| Task instructions |
Rewrite the records from their start through the line containing "positive clicks: (181, 177)", replacing "clicks" with "points" and changing nothing else.

--- Data records Enclosed Below ---

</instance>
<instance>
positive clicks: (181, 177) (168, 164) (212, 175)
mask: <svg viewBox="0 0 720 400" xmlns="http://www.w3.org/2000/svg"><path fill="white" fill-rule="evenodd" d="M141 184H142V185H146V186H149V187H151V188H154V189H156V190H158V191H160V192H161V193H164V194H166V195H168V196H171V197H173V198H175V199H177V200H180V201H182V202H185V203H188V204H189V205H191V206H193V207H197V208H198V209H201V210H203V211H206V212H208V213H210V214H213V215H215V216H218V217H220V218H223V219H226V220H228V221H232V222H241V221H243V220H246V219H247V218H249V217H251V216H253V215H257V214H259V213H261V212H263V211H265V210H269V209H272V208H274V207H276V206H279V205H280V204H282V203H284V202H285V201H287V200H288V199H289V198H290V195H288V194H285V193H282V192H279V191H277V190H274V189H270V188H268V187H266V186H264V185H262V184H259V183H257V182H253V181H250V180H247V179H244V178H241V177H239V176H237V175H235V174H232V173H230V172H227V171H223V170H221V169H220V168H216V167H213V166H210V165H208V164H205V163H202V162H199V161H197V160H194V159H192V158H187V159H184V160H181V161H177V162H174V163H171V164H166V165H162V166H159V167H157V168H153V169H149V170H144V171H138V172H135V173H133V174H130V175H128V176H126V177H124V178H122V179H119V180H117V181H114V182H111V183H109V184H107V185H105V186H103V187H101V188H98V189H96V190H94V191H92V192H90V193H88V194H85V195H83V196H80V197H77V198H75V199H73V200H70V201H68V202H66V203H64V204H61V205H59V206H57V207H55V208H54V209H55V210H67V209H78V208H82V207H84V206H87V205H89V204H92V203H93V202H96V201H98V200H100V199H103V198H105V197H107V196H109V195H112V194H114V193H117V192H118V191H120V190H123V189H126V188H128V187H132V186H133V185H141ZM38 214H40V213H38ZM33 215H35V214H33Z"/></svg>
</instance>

--- End of Enclosed Data records ---

| Reply |
</instance>
<instance>
positive points: (181, 177) (168, 164) (212, 175)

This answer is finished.